Как из скупых гомеровских упоминаний греческая трагедия черпала свои сюжеты, оснащая их бытовыми и психологическими подробностями, так же позднейшая морализирующая беллетристика питалась крохами с аристотелевского стола. Приведенные сюжеты так и просятся в риторическую обработку, в них, кажется, сжата пружиной и вот-вот развернется сила Плутарховых политических страстей только развернуть, только снарядить риторическим оружием и риторическими прикрасами, но Аристотель не делает этого, хотя все хитрости риторики известны ему не хуже, чем Плутарху. Почему? На этот счет сам Аристотель приводит поучительную притчу.
"Очень остроумно и передаваемое древними предание об изобретении флейты. Рассказывают, что Афина, изобретя флейту, отбросила ее в сторону. Недурное объяснение придумало было этому, а именно: будто богиня поступила так в гневе на то, что при игре на флейте физиономия принимает безобразный вид. Настоящая же причина, конечно, заключается в том, что обучение, игре на флейте не имеет никакого отношения к развитию интеллектуальных качеств, Афина же в нашем представлении служит олицетворением науки и искусства"37.
Профессиональные ухищрения литературного красноречия обезображивают лицо философской Музы, божества, которому Аристотель служил вслед за Платоном. Эту музу чистого разума и отвлеченной красоты совершенных математических фигур Платон противопоставлял подслащенной музе Гомера и прочих поэтов, любимцев толпы, как истинную Музу неистинным ее призракам второго и третьего сорта. И все же Платон вынужден был открыть шлюзы для поэтических вод Гомера, допустить смешение чистой красоты с недостаточно чистой, и, как мы видели, побуждали его к тому достаточно серьезные и сугубо философские соображения. Можно сказать, что художником Платона сделал его скептицизм. Предоставив бытие мышлению, а становление вере, Платон вынужден был, оставаясь философом в рассуждении о бытии, сделаться поэтом в уподоблении преходящего вечному, копии образцу. Аристотель тоже не чуждается поэзии, правда, его представления о взаимоотношениях между поэзией и философией не укладываются в ту пропорцию, которую составил Платон.

● ● ● ● ● ● ●

Перепишите из текста для изучения фрагмент, начиная со слов «Как из скупых» и продолжая до слов «приводит поучительную притчу.» включительно.

(Записи из коллекции)

● ● ● ● ● ● ●

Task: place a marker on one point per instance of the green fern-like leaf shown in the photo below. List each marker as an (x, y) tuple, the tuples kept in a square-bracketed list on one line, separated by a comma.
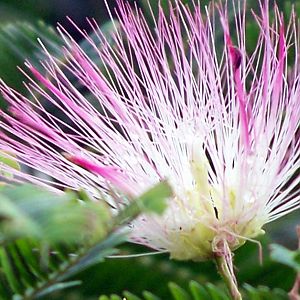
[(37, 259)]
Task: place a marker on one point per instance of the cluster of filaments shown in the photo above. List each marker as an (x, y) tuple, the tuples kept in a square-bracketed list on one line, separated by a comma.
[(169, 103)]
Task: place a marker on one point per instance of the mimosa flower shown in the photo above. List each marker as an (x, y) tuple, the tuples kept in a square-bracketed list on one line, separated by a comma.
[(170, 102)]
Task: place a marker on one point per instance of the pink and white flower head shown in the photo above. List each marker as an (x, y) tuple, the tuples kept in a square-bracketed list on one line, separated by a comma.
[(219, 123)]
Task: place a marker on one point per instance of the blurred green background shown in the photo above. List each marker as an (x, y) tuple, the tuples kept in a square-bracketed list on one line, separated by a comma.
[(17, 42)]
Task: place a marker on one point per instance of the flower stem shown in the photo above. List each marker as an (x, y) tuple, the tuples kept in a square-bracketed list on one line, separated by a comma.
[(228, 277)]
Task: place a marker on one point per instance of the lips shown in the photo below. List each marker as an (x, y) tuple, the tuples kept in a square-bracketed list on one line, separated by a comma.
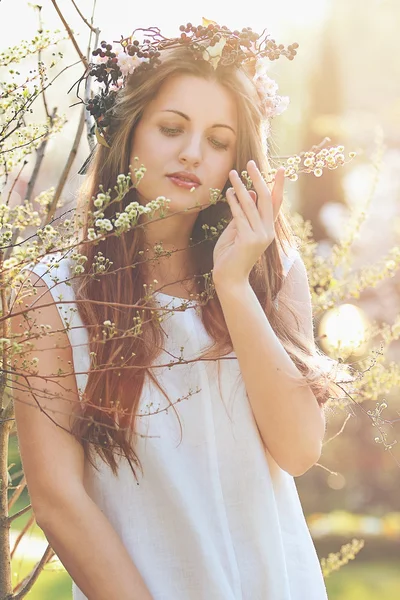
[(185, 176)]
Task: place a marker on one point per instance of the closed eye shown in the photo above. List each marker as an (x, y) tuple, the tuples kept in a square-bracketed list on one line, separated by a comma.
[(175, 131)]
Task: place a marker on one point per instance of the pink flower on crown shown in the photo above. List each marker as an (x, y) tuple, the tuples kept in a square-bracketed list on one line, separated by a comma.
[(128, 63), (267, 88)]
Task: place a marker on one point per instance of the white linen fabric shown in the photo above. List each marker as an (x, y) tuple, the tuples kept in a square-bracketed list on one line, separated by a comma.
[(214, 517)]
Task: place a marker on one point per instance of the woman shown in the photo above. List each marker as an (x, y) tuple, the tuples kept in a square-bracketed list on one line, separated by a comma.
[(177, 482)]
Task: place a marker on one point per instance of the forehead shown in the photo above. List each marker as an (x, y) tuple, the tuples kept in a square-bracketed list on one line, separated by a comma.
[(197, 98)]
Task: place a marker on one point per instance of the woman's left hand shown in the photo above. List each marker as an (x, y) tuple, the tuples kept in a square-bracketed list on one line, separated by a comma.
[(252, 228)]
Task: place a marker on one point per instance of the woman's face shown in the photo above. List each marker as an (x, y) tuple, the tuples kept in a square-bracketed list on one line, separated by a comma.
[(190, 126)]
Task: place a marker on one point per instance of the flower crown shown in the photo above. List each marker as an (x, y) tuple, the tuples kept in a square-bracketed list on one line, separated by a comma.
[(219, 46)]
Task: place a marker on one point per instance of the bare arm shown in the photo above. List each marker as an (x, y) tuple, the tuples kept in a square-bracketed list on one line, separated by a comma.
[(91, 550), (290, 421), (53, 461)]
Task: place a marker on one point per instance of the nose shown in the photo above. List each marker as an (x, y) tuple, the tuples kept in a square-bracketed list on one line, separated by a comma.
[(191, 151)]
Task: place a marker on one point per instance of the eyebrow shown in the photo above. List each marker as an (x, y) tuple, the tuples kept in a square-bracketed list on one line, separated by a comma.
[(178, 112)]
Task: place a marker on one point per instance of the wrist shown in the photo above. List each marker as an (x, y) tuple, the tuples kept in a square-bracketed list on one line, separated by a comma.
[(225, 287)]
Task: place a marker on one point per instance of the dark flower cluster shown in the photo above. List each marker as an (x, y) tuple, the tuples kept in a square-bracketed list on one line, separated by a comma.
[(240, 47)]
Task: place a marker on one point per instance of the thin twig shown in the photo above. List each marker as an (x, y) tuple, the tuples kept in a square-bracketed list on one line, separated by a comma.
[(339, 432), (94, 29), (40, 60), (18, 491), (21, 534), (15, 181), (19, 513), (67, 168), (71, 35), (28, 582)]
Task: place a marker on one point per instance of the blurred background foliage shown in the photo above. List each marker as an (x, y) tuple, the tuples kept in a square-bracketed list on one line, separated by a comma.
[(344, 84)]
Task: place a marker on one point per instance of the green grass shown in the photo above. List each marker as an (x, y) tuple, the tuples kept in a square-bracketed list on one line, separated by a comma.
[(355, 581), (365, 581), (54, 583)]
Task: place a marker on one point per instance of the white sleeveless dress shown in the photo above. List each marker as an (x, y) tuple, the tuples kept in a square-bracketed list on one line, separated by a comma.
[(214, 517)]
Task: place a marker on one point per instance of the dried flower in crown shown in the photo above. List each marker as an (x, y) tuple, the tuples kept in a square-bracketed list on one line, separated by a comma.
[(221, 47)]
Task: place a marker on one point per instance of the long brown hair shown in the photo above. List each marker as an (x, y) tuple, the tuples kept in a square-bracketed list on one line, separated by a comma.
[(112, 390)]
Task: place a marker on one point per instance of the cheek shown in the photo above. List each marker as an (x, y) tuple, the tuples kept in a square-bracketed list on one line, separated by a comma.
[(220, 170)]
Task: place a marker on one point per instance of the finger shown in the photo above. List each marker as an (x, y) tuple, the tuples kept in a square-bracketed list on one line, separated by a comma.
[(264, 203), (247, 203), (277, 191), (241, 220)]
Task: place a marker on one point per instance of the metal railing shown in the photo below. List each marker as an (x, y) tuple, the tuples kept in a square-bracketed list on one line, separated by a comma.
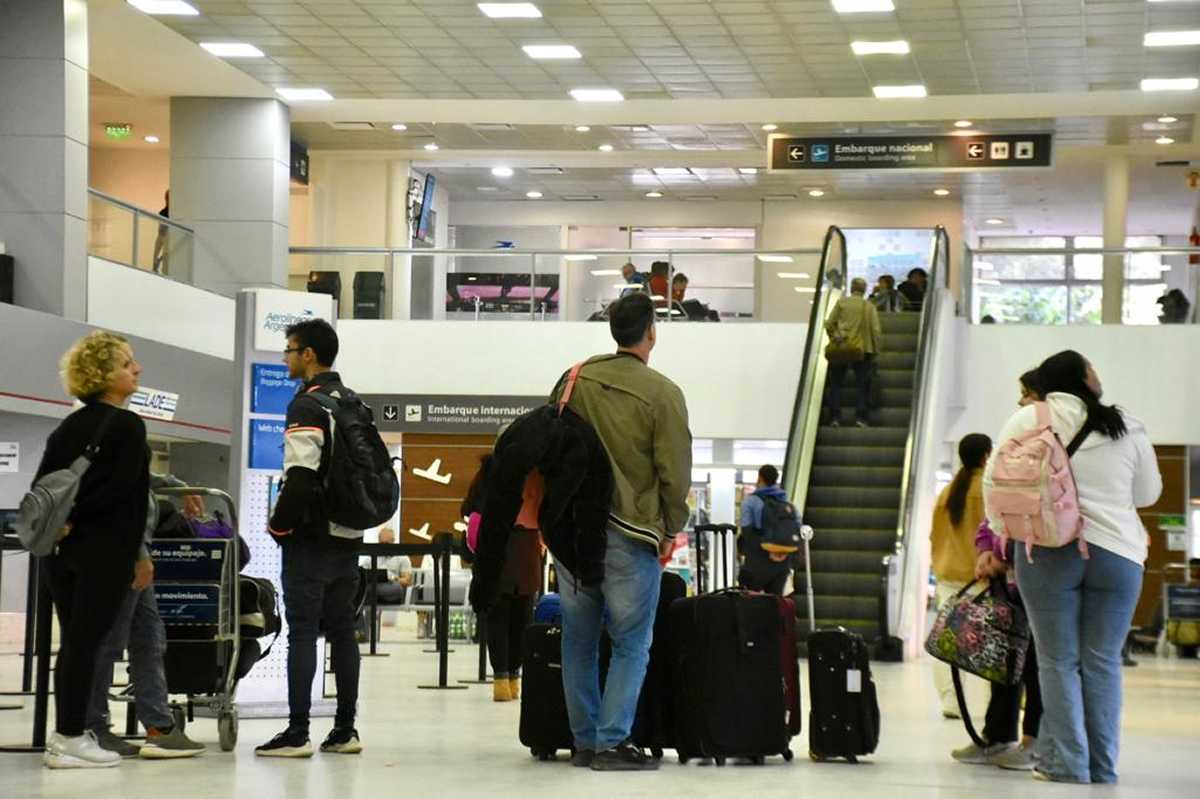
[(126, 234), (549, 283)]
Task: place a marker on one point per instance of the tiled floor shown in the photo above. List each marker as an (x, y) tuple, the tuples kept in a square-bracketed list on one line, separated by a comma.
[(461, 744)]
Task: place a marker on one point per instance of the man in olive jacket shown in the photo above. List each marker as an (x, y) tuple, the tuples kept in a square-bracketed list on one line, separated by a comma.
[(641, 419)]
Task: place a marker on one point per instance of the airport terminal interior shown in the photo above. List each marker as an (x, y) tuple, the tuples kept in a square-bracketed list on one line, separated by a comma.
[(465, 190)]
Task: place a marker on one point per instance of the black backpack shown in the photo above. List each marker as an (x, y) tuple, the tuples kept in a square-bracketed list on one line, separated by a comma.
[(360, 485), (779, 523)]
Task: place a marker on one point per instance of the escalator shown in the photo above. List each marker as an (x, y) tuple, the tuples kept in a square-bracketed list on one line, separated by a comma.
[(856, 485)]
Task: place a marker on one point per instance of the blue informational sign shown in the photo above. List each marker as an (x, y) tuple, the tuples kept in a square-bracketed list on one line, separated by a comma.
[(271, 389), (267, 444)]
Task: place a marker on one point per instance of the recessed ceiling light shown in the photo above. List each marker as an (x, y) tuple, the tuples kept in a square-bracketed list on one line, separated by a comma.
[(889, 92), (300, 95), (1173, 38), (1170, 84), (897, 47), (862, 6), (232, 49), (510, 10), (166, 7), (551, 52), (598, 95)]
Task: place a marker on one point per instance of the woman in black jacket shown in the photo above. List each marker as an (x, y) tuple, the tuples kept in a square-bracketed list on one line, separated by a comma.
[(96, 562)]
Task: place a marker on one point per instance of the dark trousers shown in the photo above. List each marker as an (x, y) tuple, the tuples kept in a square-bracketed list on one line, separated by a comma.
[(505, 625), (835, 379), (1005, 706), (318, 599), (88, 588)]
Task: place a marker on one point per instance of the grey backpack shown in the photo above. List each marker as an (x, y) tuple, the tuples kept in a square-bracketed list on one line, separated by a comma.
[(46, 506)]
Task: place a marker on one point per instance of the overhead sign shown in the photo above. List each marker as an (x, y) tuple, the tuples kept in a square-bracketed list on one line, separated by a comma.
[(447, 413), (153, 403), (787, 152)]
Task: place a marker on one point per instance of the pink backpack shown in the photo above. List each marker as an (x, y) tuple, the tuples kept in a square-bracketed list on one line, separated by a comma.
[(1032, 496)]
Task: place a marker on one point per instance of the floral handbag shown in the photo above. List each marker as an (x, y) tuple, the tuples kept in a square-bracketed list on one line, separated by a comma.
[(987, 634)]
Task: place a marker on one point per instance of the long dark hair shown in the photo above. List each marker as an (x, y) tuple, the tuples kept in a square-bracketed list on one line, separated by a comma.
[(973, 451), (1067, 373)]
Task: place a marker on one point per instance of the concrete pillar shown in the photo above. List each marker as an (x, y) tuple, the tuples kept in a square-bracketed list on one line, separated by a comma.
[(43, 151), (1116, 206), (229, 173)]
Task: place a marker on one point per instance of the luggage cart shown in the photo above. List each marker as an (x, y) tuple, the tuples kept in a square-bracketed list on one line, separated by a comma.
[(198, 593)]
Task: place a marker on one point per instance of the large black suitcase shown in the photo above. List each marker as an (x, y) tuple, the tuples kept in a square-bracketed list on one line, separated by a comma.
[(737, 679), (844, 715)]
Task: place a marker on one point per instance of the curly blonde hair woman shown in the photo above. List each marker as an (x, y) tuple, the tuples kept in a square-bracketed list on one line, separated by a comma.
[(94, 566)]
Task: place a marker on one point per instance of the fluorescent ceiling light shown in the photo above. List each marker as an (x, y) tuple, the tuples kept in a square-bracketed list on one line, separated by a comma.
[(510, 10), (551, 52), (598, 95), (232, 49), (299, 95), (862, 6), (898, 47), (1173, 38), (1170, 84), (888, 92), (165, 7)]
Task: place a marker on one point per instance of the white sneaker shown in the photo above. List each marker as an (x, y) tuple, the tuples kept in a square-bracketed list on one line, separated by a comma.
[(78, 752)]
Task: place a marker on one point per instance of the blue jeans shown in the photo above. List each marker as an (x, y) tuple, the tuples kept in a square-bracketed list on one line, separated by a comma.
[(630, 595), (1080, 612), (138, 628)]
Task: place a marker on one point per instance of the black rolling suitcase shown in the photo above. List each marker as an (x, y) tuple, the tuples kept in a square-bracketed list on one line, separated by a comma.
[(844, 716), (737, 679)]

● ● ● ● ● ● ●

**Результат выполнения:**
Как из скупых гомеровских упоминаний греческая трагедия черпала свои сюжеты, оснащая их бытовыми и психологическими подробностями, так же позднейшая морализирующая беллетристика питалась крохами с аристотелевского стола. Приведенные сюжеты так и просятся в риторическую обработку, в них, кажется, сжата пружиной и вот-вот развернется сила Плутарховых политических страстей только развернуть, только снарядить риторическим оружием и риторическими прикрасами, но Аристотель не делает этого, хотя все хитрости риторики известны ему не хуже, чем Плутарху. Почему? На этот счет сам Аристотель приводит поучительную притчу.